**Work request:**
Reproduce the listing below verbatim, every line of it, with nothing changed.

**Items listed in a dataset:**

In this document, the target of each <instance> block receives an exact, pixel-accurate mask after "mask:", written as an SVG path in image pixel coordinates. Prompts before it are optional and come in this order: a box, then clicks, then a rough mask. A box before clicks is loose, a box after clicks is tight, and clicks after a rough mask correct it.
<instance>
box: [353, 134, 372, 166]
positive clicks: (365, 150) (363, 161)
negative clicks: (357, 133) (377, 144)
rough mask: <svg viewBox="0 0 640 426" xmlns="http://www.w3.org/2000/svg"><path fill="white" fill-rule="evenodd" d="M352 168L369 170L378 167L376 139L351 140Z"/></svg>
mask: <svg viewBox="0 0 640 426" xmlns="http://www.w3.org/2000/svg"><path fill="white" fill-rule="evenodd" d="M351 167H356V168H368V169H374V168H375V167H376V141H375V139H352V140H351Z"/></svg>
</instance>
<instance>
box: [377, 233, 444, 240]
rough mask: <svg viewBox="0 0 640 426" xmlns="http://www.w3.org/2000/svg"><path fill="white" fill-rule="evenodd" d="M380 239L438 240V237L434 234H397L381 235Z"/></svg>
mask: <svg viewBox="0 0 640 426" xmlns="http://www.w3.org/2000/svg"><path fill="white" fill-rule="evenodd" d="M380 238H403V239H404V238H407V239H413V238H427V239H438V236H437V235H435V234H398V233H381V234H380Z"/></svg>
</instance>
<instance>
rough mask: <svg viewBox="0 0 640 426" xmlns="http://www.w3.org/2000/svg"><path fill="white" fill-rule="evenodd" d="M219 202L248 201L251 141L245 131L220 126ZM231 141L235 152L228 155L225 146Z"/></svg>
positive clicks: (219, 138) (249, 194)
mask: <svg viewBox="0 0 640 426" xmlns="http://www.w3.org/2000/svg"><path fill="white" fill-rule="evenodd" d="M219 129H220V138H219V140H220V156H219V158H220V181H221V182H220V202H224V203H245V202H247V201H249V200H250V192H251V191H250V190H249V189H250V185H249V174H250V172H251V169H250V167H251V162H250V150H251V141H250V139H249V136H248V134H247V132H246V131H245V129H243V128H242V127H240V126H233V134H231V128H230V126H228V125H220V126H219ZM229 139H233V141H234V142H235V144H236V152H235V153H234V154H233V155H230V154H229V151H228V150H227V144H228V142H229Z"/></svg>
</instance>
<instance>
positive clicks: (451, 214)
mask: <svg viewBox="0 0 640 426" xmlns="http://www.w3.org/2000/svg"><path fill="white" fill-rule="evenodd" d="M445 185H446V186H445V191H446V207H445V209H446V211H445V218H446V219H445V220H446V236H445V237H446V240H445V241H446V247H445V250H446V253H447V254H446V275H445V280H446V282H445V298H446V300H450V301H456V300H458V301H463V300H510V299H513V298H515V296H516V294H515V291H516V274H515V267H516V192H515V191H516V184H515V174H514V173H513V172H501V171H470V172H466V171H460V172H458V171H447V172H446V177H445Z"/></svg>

**Output of the exercise:**
In this document, the target of each <instance> block receives an exact, pixel-accurate mask after "mask:", written as an SVG path in image pixel coordinates. Prompts before it are optional and come in this order: a box, then clicks, then a rough mask. A box before clicks is loose, a box after clicks is tight, and clicks after a rough mask correct it.
<instance>
box: [353, 134, 372, 166]
positive clicks: (365, 150) (363, 161)
negative clicks: (357, 133) (377, 144)
rough mask: <svg viewBox="0 0 640 426" xmlns="http://www.w3.org/2000/svg"><path fill="white" fill-rule="evenodd" d="M352 168L369 170L378 167L376 139L351 140Z"/></svg>
mask: <svg viewBox="0 0 640 426" xmlns="http://www.w3.org/2000/svg"><path fill="white" fill-rule="evenodd" d="M351 167H356V168H368V169H374V168H375V167H376V141H375V139H352V140H351Z"/></svg>
</instance>
<instance>
box: [377, 233, 444, 240]
rough mask: <svg viewBox="0 0 640 426" xmlns="http://www.w3.org/2000/svg"><path fill="white" fill-rule="evenodd" d="M380 239L438 240V237L434 234H397L381 235Z"/></svg>
mask: <svg viewBox="0 0 640 426" xmlns="http://www.w3.org/2000/svg"><path fill="white" fill-rule="evenodd" d="M380 238H403V239H404V238H407V239H413V238H427V239H438V236H437V235H435V234H398V233H381V234H380Z"/></svg>
</instance>
<instance>
rough mask: <svg viewBox="0 0 640 426" xmlns="http://www.w3.org/2000/svg"><path fill="white" fill-rule="evenodd" d="M219 202L248 201L251 141L245 131L220 126ZM231 141L235 152L228 155L225 146Z"/></svg>
positive clicks: (219, 138) (249, 194)
mask: <svg viewBox="0 0 640 426" xmlns="http://www.w3.org/2000/svg"><path fill="white" fill-rule="evenodd" d="M219 129H220V138H219V140H220V156H219V158H220V181H221V182H220V202H224V203H245V202H247V201H249V200H250V192H251V191H250V190H249V189H250V185H249V174H250V172H251V169H250V167H251V162H250V150H251V141H250V139H249V136H248V134H247V132H246V131H245V129H243V128H242V127H240V126H233V134H231V128H230V126H228V125H220V126H219ZM229 139H233V141H234V142H235V144H236V152H235V153H234V154H233V155H230V154H229V151H228V150H227V144H228V142H229Z"/></svg>
</instance>
<instance>
positive clicks: (451, 214)
mask: <svg viewBox="0 0 640 426" xmlns="http://www.w3.org/2000/svg"><path fill="white" fill-rule="evenodd" d="M445 185H446V186H445V191H446V207H445V209H446V211H445V218H446V219H445V220H446V236H445V237H446V240H445V241H446V247H445V250H446V253H447V254H446V275H445V280H446V282H445V298H446V300H450V301H456V300H458V301H463V300H510V299H513V298H515V296H516V294H515V291H516V274H515V267H516V192H515V191H516V184H515V174H514V173H513V172H501V171H470V172H466V171H460V172H458V171H447V172H446V177H445Z"/></svg>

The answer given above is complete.